> [What this task involves] Rewrite every line of the listing from the line containing "In this photo, point at the side" through the end of the listing, inclusive. Multiply each x and y coordinate in the point arrays by 2.05 and round to whole numbers, with halves rounded up.

[Source records]
________________
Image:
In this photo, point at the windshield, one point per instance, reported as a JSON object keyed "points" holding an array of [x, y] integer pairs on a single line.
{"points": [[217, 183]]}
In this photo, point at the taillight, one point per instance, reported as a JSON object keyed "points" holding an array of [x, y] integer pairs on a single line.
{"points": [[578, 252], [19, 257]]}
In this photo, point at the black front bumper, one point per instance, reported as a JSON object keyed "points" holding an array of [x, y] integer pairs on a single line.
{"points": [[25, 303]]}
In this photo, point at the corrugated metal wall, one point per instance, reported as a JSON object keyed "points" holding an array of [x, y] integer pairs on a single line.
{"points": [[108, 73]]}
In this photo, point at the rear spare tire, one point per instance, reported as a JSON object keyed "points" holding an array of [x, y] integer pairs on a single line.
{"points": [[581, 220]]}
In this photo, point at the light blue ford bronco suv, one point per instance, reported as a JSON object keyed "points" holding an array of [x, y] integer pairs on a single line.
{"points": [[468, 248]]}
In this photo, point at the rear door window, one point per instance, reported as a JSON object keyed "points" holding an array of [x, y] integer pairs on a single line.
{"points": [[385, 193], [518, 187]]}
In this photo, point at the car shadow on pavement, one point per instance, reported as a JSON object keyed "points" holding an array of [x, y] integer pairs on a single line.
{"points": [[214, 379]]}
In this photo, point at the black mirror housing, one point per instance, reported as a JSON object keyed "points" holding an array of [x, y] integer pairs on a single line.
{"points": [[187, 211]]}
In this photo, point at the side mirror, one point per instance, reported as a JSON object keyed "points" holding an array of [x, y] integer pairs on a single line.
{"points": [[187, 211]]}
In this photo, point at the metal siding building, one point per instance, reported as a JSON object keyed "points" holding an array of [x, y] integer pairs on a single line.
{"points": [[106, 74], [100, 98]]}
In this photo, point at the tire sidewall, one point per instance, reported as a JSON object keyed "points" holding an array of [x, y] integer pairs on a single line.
________________
> [Response to this exercise]
In this photo, point at the side mirror, one point per instance, reported as a JSON object keyed "points" holding an array of [x, y] integer pairs on a single line.
{"points": [[383, 433]]}
In this photo, point at the metal siding building, one point per instance, reported as a JSON object keyed "points" holding an array of [x, y] integer pairs on a single line.
{"points": [[217, 152], [205, 201]]}
In this photo, point at the tire sidewall, one point per instance, reported as a JSON object keyed "points" holding an array of [x, y] integer pairs on a single line.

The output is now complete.